** start Records for the exercise **

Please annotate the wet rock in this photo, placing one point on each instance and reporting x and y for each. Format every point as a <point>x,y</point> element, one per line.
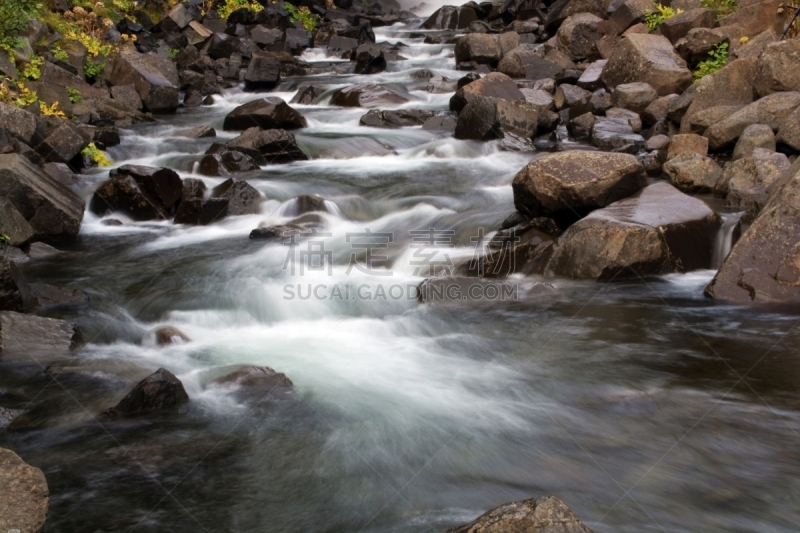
<point>240,197</point>
<point>395,119</point>
<point>53,212</point>
<point>616,134</point>
<point>155,78</point>
<point>18,122</point>
<point>23,507</point>
<point>36,339</point>
<point>157,392</point>
<point>687,142</point>
<point>747,183</point>
<point>200,132</point>
<point>263,74</point>
<point>267,113</point>
<point>537,515</point>
<point>307,95</point>
<point>762,265</point>
<point>367,95</point>
<point>634,96</point>
<point>166,335</point>
<point>678,27</point>
<point>754,136</point>
<point>566,186</point>
<point>650,59</point>
<point>776,69</point>
<point>655,231</point>
<point>254,377</point>
<point>692,172</point>
<point>578,35</point>
<point>481,48</point>
<point>493,85</point>
<point>275,146</point>
<point>771,110</point>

** end Records for the exercise **

Convert all of the data above into a JSON list of strings, one string per line, with blank lines omitted. Leave the picture lines out.

● Exercise response
[
  "Please annotate the wet rock in this photo, placing one point on each instance and reporting x and y for each. Format every point as a <point>x,y</point> element, one per line.",
  "<point>240,197</point>",
  "<point>395,119</point>",
  "<point>53,212</point>",
  "<point>616,134</point>",
  "<point>155,78</point>",
  "<point>18,122</point>",
  "<point>23,507</point>",
  "<point>36,339</point>",
  "<point>157,392</point>",
  "<point>687,142</point>",
  "<point>747,183</point>",
  "<point>200,132</point>",
  "<point>263,74</point>",
  "<point>267,113</point>",
  "<point>537,515</point>",
  "<point>307,95</point>",
  "<point>762,265</point>",
  "<point>367,95</point>",
  "<point>634,96</point>",
  "<point>166,335</point>",
  "<point>678,27</point>",
  "<point>754,136</point>",
  "<point>566,186</point>",
  "<point>650,59</point>",
  "<point>776,69</point>",
  "<point>655,231</point>",
  "<point>254,377</point>",
  "<point>692,172</point>",
  "<point>578,35</point>",
  "<point>481,48</point>",
  "<point>493,85</point>",
  "<point>275,146</point>",
  "<point>771,110</point>"
]